◆ Task statement: An exact copy of every entry is needed, with the images left out.

[Saved data entries]
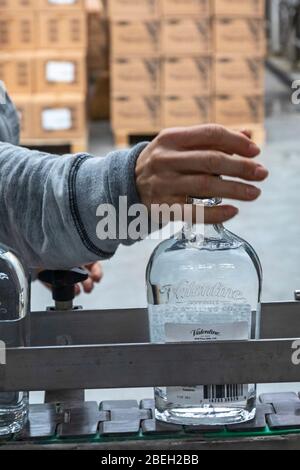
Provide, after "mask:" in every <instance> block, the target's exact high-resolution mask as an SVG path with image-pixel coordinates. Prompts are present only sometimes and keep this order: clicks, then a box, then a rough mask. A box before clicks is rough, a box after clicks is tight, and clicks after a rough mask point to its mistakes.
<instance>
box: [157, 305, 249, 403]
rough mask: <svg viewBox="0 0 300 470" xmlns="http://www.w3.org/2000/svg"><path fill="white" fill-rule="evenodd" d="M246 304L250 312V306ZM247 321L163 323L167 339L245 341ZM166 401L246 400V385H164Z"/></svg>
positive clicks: (167, 341)
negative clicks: (212, 322) (166, 386)
mask: <svg viewBox="0 0 300 470" xmlns="http://www.w3.org/2000/svg"><path fill="white" fill-rule="evenodd" d="M243 307H244V309H245V308H246V307H247V310H248V312H249V313H251V308H250V305H249V306H246V305H244V306H243ZM249 335H250V333H249V323H248V322H246V321H241V322H233V323H219V324H215V325H214V324H204V323H197V324H192V323H190V324H188V323H182V324H178V323H166V324H165V338H166V342H172V343H174V342H175V343H177V342H191V341H198V342H199V341H228V340H233V341H234V340H242V341H243V340H245V341H246V340H248V339H249ZM166 391H167V397H168V401H169V402H172V403H174V404H176V405H178V406H189V405H190V406H197V405H201V404H205V403H226V402H231V401H242V400H246V399H247V395H248V385H241V384H234V385H203V386H202V385H201V386H195V387H167V390H166Z"/></svg>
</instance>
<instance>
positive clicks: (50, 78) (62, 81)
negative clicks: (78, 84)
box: [46, 61, 75, 83]
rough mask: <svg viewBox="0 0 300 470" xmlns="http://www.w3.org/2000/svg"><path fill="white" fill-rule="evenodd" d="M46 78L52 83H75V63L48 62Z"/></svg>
mask: <svg viewBox="0 0 300 470" xmlns="http://www.w3.org/2000/svg"><path fill="white" fill-rule="evenodd" d="M46 79H47V81H48V82H52V83H74V82H75V64H74V63H73V62H58V61H49V62H47V65H46Z"/></svg>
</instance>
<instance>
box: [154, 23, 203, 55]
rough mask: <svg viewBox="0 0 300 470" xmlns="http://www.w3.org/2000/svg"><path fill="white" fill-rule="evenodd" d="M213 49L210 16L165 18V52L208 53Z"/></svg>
mask: <svg viewBox="0 0 300 470" xmlns="http://www.w3.org/2000/svg"><path fill="white" fill-rule="evenodd" d="M211 49H212V28H211V21H210V20H209V19H208V18H169V19H165V20H163V25H162V51H163V52H164V53H165V54H176V55H184V56H186V55H193V54H198V55H199V54H208V53H209V52H210V51H211Z"/></svg>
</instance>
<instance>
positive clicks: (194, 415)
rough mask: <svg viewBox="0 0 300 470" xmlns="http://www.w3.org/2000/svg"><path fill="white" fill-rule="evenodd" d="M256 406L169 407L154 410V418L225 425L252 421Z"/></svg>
mask: <svg viewBox="0 0 300 470" xmlns="http://www.w3.org/2000/svg"><path fill="white" fill-rule="evenodd" d="M255 415H256V408H253V409H252V410H251V411H248V410H245V409H242V408H228V407H220V406H216V407H212V406H211V405H207V406H205V405H204V406H201V407H191V408H170V409H165V410H164V411H160V410H157V409H156V410H155V418H156V419H157V420H158V421H162V422H164V423H171V424H177V425H182V426H225V425H230V424H241V423H246V422H248V421H252V420H253V419H254V418H255Z"/></svg>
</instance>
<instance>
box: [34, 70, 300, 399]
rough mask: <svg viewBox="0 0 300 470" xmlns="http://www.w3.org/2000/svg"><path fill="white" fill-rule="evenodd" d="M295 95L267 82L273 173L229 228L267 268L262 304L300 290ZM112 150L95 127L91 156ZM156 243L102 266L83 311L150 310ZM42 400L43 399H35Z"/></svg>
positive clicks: (107, 396) (106, 136) (106, 142)
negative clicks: (152, 267)
mask: <svg viewBox="0 0 300 470" xmlns="http://www.w3.org/2000/svg"><path fill="white" fill-rule="evenodd" d="M291 94H292V90H289V89H287V88H286V87H285V86H284V85H282V84H281V83H280V82H279V81H278V80H277V79H276V78H275V77H274V76H273V75H271V74H270V73H267V79H266V109H267V118H266V128H267V135H268V136H267V142H266V145H265V146H264V148H263V152H262V156H261V160H262V162H263V163H264V164H265V165H266V166H267V167H268V168H269V170H270V177H269V180H268V181H267V182H266V183H264V184H263V195H262V197H261V198H260V199H259V200H258V201H257V202H255V203H251V204H249V203H241V204H239V207H240V215H239V216H238V217H237V218H236V219H235V220H233V221H232V222H230V223H228V224H227V227H228V228H229V229H231V230H232V231H233V232H235V233H237V234H239V235H241V236H242V237H244V238H245V239H247V240H248V241H249V242H250V243H252V244H253V246H254V247H255V249H256V250H257V252H258V254H259V256H260V259H261V261H262V265H263V268H264V276H265V278H264V289H263V301H282V300H292V299H293V293H294V290H295V289H300V220H299V215H300V133H299V129H300V105H298V106H296V105H292V104H291ZM112 149H113V140H112V136H111V134H110V132H109V127H108V125H106V124H93V125H92V126H91V143H90V151H91V153H93V154H95V155H105V154H106V153H107V152H108V151H110V150H112ZM156 243H157V242H154V241H150V240H146V241H144V242H142V243H138V244H136V245H134V246H132V247H130V248H124V247H120V249H119V250H118V252H117V254H116V255H115V257H114V258H113V259H112V260H111V261H107V262H104V263H103V269H104V279H103V282H102V283H101V284H100V285H99V286H97V287H96V289H95V290H94V292H93V293H92V294H91V295H82V296H80V297H79V298H78V303H79V304H80V305H83V307H84V308H87V309H88V308H92V309H96V308H97V309H107V308H115V307H116V308H117V307H121V308H126V307H144V306H146V294H145V285H144V277H145V268H146V264H147V261H148V259H149V256H150V254H151V252H152V251H153V249H154V247H155V245H156ZM51 303H52V302H51V296H50V294H49V292H48V291H47V290H46V289H45V288H44V287H43V286H41V285H40V284H39V283H34V285H33V289H32V309H33V310H44V309H45V307H46V306H47V305H51ZM275 388H276V389H278V390H281V391H284V390H290V389H295V390H300V385H299V386H298V385H295V384H294V385H293V386H290V385H287V386H285V385H280V386H274V385H273V386H264V387H263V390H264V391H267V390H274V389H275ZM125 396H126V397H128V398H132V397H134V398H145V397H146V396H151V390H150V391H149V390H142V389H139V390H128V391H126V392H125V394H124V392H122V397H123V398H124V397H125ZM118 397H120V392H119V391H116V390H115V391H101V392H93V391H90V392H87V398H88V399H97V400H103V399H108V398H110V399H114V398H118ZM32 398H33V399H34V400H37V401H40V400H41V399H42V395H41V394H33V395H32Z"/></svg>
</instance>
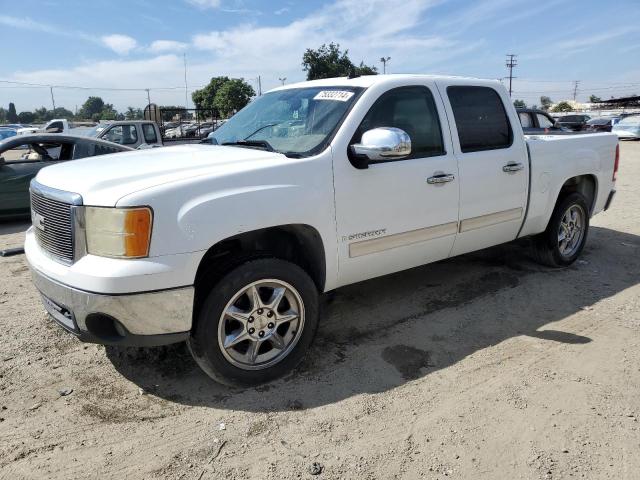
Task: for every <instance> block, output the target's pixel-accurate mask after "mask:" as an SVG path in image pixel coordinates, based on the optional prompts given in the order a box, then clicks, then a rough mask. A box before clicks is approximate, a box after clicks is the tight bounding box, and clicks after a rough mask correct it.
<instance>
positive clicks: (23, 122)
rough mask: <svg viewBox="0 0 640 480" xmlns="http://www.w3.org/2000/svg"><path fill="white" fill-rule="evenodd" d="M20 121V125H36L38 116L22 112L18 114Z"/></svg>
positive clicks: (30, 113)
mask: <svg viewBox="0 0 640 480" xmlns="http://www.w3.org/2000/svg"><path fill="white" fill-rule="evenodd" d="M18 121H19V122H20V123H34V122H35V121H36V115H35V113H33V112H20V113H19V114H18Z"/></svg>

◆ Task response:
Provide, after "mask:" in every <instance> block, the target's exact high-resolution mask as an SVG path with image-pixel coordinates. Prompts are present only sometimes and keep this order: clicks, then a box, then a rough mask. A box before clicks is rough, a box after clicks is tight, and clicks after a rough mask point to its mistakes.
<instance>
box: [157, 305, 249, 403]
rough mask: <svg viewBox="0 0 300 470" xmlns="http://www.w3.org/2000/svg"><path fill="white" fill-rule="evenodd" d="M246 304L250 312V306ZM247 321L163 323L167 339L245 341ZM166 401L246 400V385H164Z"/></svg>
positive clicks: (167, 341)
negative clicks: (212, 322) (166, 386)
mask: <svg viewBox="0 0 300 470" xmlns="http://www.w3.org/2000/svg"><path fill="white" fill-rule="evenodd" d="M243 307H244V309H245V308H246V307H247V310H248V312H249V313H251V308H250V305H249V306H246V305H244V306H243ZM249 335H250V333H249V323H248V322H246V321H241V322H233V323H219V324H215V325H214V324H204V323H197V324H192V323H190V324H188V323H182V324H178V323H166V324H165V338H166V342H172V343H174V342H175V343H177V342H191V341H198V342H199V341H228V340H233V341H234V340H242V341H243V340H245V341H246V340H248V339H249ZM166 391H167V397H168V401H169V402H172V403H174V404H176V405H178V406H189V405H190V406H197V405H201V404H205V403H226V402H231V401H242V400H246V399H247V395H248V385H241V384H234V385H203V386H202V385H201V386H195V387H167V390H166Z"/></svg>
</instance>
<instance>
positive clicks: (50, 78) (62, 81)
negative clicks: (78, 84)
box: [46, 61, 75, 83]
rough mask: <svg viewBox="0 0 300 470" xmlns="http://www.w3.org/2000/svg"><path fill="white" fill-rule="evenodd" d="M46 78L52 83H75V63L48 62Z"/></svg>
mask: <svg viewBox="0 0 300 470" xmlns="http://www.w3.org/2000/svg"><path fill="white" fill-rule="evenodd" d="M46 79H47V81H48V82H52V83H74V82H75V64H74V63H73V62H58V61H49V62H47V65H46Z"/></svg>
</instance>
<instance>
box: [154, 23, 203, 55]
rough mask: <svg viewBox="0 0 300 470" xmlns="http://www.w3.org/2000/svg"><path fill="white" fill-rule="evenodd" d="M213 49L210 16L165 18V52L208 53Z"/></svg>
mask: <svg viewBox="0 0 300 470" xmlns="http://www.w3.org/2000/svg"><path fill="white" fill-rule="evenodd" d="M211 49H212V28H211V21H210V20H209V19H208V18H169V19H165V20H163V25H162V51H163V52H164V53H165V54H176V55H184V56H186V55H193V54H198V55H199V54H208V53H209V52H210V51H211Z"/></svg>
</instance>
<instance>
positive clicks: (194, 415)
rough mask: <svg viewBox="0 0 300 470" xmlns="http://www.w3.org/2000/svg"><path fill="white" fill-rule="evenodd" d="M256 406L169 407L154 410V418L225 425L252 421Z"/></svg>
mask: <svg viewBox="0 0 300 470" xmlns="http://www.w3.org/2000/svg"><path fill="white" fill-rule="evenodd" d="M255 415H256V408H253V409H252V410H251V411H248V410H245V409H242V408H228V407H220V406H216V407H212V406H211V405H207V406H205V405H204V406H201V407H191V408H170V409H165V410H164V411H160V410H157V409H156V410H155V418H156V419H157V420H158V421H162V422H164V423H171V424H177V425H182V426H225V425H230V424H241V423H246V422H248V421H252V420H253V419H254V418H255Z"/></svg>
</instance>
<instance>
box: [34, 70, 300, 399]
rough mask: <svg viewBox="0 0 300 470" xmlns="http://www.w3.org/2000/svg"><path fill="white" fill-rule="evenodd" d="M295 95L267 82L273 173L229 228L267 268L262 304L300 290ZM112 150L95 127L91 156ZM156 243L102 266L83 311L150 310ZM42 400L43 399H35Z"/></svg>
positive clicks: (107, 396) (106, 136) (106, 142)
negative clicks: (152, 267)
mask: <svg viewBox="0 0 300 470" xmlns="http://www.w3.org/2000/svg"><path fill="white" fill-rule="evenodd" d="M291 94H292V90H289V89H287V88H286V87H285V86H284V85H282V84H281V83H280V82H279V81H278V80H277V79H276V78H275V77H274V76H273V75H271V74H270V73H267V79H266V109H267V118H266V128H267V135H268V136H267V142H266V145H265V146H264V148H263V152H262V156H261V160H262V162H263V163H264V164H265V165H266V166H267V167H268V168H269V170H270V177H269V180H268V181H267V182H266V183H264V184H263V195H262V197H261V198H260V199H259V200H258V201H257V202H255V203H251V204H249V203H241V204H239V207H240V215H239V216H238V217H237V218H236V219H235V220H233V221H232V222H230V223H228V224H227V227H228V228H229V229H231V230H232V231H233V232H235V233H237V234H239V235H241V236H242V237H244V238H245V239H247V240H248V241H249V242H250V243H252V244H253V246H254V247H255V249H256V250H257V252H258V254H259V256H260V259H261V261H262V265H263V268H264V276H265V278H264V289H263V301H282V300H292V299H293V293H294V290H295V289H300V220H299V215H300V133H299V129H300V105H298V106H296V105H292V104H291ZM112 149H113V140H112V136H111V134H110V132H109V127H108V125H106V124H93V125H92V126H91V143H90V151H91V153H93V154H95V155H105V154H106V153H107V152H108V151H110V150H112ZM156 243H157V242H154V241H150V240H146V241H144V242H142V243H138V244H136V245H134V246H132V247H130V248H124V247H120V249H119V250H118V252H117V254H116V255H115V257H114V258H113V259H112V260H111V261H107V262H104V263H103V269H104V279H103V282H102V283H101V284H100V285H99V286H97V287H96V289H95V290H94V292H93V293H92V294H91V295H82V296H80V297H79V298H78V303H79V304H80V305H83V307H84V308H87V309H88V308H92V309H96V308H97V309H107V308H115V307H116V308H117V307H121V308H126V307H144V306H146V294H145V285H144V277H145V268H146V264H147V261H148V259H149V256H150V254H151V252H152V251H153V249H154V247H155V245H156ZM51 303H52V302H51V296H50V294H49V292H48V291H47V290H46V289H45V288H44V287H43V286H41V285H40V284H39V283H34V285H33V289H32V309H33V310H44V309H45V307H46V306H47V305H51ZM275 388H276V389H278V390H281V391H284V390H290V389H295V390H300V385H299V386H298V385H295V384H294V385H293V386H290V385H287V386H285V385H280V386H274V385H273V386H264V387H263V390H264V391H267V390H274V389H275ZM125 396H126V397H128V398H132V397H134V398H145V397H146V396H151V390H150V391H149V390H142V389H139V390H128V391H126V392H125V394H124V392H122V397H123V398H124V397H125ZM118 397H120V392H119V391H116V390H115V391H101V392H93V391H90V392H87V398H88V399H97V400H103V399H108V398H110V399H114V398H118ZM32 398H33V399H34V400H37V401H40V400H41V399H42V395H41V394H33V395H32Z"/></svg>
</instance>
Task: for every <instance> block, output the target's pixel-accurate mask after "mask:" as an SVG path in image pixel coordinates, based on the optional prompts given in the order a box, then clicks, then a rough mask. A box before clicks is approximate, a box after clicks is the tight bounding box, and clicks after a rough mask correct it.
<instance>
positive clicks: (23, 122)
rough mask: <svg viewBox="0 0 640 480" xmlns="http://www.w3.org/2000/svg"><path fill="white" fill-rule="evenodd" d="M20 121V125H36L38 116L22 112L18 114Z"/></svg>
positive clicks: (30, 113)
mask: <svg viewBox="0 0 640 480" xmlns="http://www.w3.org/2000/svg"><path fill="white" fill-rule="evenodd" d="M18 121H19V122H20V123H34V122H35V121H36V115H35V113H33V112H20V113H19V114H18Z"/></svg>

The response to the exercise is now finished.